======== TEXT BLOCK

INDIA IN 2015: BRINGING IN ‘ACHCHE DIN’ NOT GOING TO BE EASY – ANALYSIS

By Jayshree Sengupta*


The year 2015 is likely to be rosy for India. There is no more doomsday scenario awaiting the country on the economic front in the year. There will be problems but India will remain a global giant with its huge, mostly young, population, a big market and vast resources. Since there is no real social safety net, people are resilient and adapt to adverse situations. Political upheavals are thus unlikely.

There will, however, be no spectacular rise in the economic growth because the way things are going, the government will not be able to control either the fiscal deficit (in December 2014, the fiscal deficit had reached 98.9 per cent of the budgeted total) or the current account deficit ( at 2.1 per cent of the GDP in December’14). Managing the twin deficits will not allow the government to keep its tall promises about bringing ‘achche din’ (good days). The economy will grow at 5 or 5.5 per cent which is not high enough for harmonious and equitable growth or a steep reduction in poverty.

First of all, from all indications, the revenue shortfall will be massive (Rs 1,05,000 crore). To bridge the revenue gap the government may have to cut expenditure where it is most needed — in the social sectors. It is already apprehended that health sector will be the first to receive the cut which will of course have its repercussions on the healthcare of the poor. Already, the public healthcare is below par and it will be more so. The poor will be the ones who will have to bear the brunt and sink further into poverty.

Similarly, the current account deficit will remain a problem with the continuing heavy import of gold and flat export growth. Prime Minister Modi’s exhortation to the people to put their money in banks and not buy gold will only work when people are sure about the continuity of low inflation. Even with a fall in petroleum prices, there are problems in imports and more problems in exports. Global markets are not recovering strongly and India’s exports to EU, Russia, Japan and the Middle East will be lower.

People will also not forget that the black money remains stashed abroad and this could have been brought back and used for development. People will also remain perplexed why the big industrialists who remain the biggest defaulters of bank loans and still flaunting a high life style, are not being made to pay back debts. When public sector banks are in such bad shape (NPAs at Rs.2.16 lakh crore), how is it that these industrialists are allowed to go scot free? All this may not generate confidence in the governance of the country which Prime Minister Modi promised to improve.

================
======== DATASET ENTRIES

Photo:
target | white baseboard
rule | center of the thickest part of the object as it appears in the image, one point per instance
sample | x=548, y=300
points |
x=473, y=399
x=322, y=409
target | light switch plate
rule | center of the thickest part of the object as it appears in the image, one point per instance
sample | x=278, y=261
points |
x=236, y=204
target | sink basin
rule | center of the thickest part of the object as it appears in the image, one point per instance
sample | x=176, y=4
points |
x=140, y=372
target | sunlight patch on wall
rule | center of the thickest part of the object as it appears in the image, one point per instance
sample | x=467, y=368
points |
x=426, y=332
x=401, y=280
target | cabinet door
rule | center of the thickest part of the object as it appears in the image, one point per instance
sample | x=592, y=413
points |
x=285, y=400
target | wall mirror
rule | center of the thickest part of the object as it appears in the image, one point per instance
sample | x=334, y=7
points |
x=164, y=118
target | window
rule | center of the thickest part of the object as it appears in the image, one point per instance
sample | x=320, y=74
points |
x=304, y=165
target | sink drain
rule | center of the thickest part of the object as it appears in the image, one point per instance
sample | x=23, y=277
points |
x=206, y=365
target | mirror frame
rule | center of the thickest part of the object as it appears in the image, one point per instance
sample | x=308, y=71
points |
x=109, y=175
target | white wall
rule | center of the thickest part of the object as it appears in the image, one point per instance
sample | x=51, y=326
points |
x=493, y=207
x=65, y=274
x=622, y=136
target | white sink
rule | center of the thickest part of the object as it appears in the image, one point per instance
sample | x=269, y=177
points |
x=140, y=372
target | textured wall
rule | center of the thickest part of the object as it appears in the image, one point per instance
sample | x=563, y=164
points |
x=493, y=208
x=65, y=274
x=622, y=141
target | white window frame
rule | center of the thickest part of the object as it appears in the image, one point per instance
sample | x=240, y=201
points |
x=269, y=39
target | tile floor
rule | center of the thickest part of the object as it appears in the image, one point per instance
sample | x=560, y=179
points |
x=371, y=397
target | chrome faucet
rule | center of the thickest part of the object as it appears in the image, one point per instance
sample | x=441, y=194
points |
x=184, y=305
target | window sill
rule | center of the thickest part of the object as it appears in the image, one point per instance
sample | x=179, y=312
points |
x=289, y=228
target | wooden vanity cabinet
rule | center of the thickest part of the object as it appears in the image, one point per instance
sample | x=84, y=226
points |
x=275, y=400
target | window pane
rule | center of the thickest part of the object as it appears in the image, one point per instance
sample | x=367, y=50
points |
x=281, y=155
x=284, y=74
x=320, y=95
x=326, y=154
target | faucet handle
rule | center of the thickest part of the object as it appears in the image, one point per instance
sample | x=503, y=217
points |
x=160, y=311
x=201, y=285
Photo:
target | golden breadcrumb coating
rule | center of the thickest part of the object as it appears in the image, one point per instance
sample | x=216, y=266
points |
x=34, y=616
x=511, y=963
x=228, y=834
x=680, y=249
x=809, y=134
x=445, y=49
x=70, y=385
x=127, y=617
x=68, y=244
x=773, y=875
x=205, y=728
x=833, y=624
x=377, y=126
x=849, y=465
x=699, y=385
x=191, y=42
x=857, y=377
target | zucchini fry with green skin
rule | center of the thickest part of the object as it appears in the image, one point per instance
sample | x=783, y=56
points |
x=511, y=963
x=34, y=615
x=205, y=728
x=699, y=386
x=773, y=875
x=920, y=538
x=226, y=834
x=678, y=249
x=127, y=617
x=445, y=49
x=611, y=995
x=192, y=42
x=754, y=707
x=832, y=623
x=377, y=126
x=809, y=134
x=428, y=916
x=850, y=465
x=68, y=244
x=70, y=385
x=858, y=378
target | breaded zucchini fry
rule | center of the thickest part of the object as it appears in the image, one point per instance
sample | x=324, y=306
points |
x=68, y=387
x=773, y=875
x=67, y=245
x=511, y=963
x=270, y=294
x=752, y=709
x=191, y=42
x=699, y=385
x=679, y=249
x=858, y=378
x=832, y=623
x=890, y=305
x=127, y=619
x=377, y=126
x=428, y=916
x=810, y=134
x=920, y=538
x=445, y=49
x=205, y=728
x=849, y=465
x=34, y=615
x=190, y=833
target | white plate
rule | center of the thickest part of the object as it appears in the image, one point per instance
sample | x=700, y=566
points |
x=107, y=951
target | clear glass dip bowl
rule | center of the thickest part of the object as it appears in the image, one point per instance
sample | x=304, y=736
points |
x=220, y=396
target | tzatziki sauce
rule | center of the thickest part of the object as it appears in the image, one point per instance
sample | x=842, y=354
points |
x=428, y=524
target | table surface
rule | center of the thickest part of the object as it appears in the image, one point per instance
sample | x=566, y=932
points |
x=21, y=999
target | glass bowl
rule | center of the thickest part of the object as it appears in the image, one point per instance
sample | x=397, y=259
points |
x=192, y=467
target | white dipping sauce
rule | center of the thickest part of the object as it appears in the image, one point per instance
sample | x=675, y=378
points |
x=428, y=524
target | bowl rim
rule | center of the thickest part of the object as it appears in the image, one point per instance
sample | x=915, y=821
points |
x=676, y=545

================

▶ **GIVEN PROBLEM 1**
Answer these questions from the India 2015 analysis:
(a) What share of the budgeted total had the fiscal deficit reached in December 2014?
(b) How large is the revenue shortfall expected to be?
(c) What figure is given for the NPAs of public sector banks?
▶ **GIVEN PROBLEM 2**
Change the passage of the India 2015 analysis starting at "By Jayshree Sengupta*" and ending at "are thus unlikely.", putting "hardy" in place of "resilient".
▶ **GIVEN PROBLEM 3**
Which destinations does the India 2015 analysis say India's exports to will be lower?

▶ **OUTPUT 1**
(a) 98.9 per cent
(b) Rs 1,05,000 crore
(c) Rs.2.16 lakh crore

▶ **OUTPUT 2**
By Jayshree Sengupta*


The year 2015 is likely to be rosy for India. There is no more doomsday scenario awaiting the country on the economic front in the year. There will be problems but India will remain a global giant with its huge, mostly young, population, a big market and vast resources. Since there is no real social safety net, people are hardy and adapt to adverse situations. Political upheavals are thus unlikely.

▶ **OUTPUT 3**
EU, Russia, Japan, the Middle East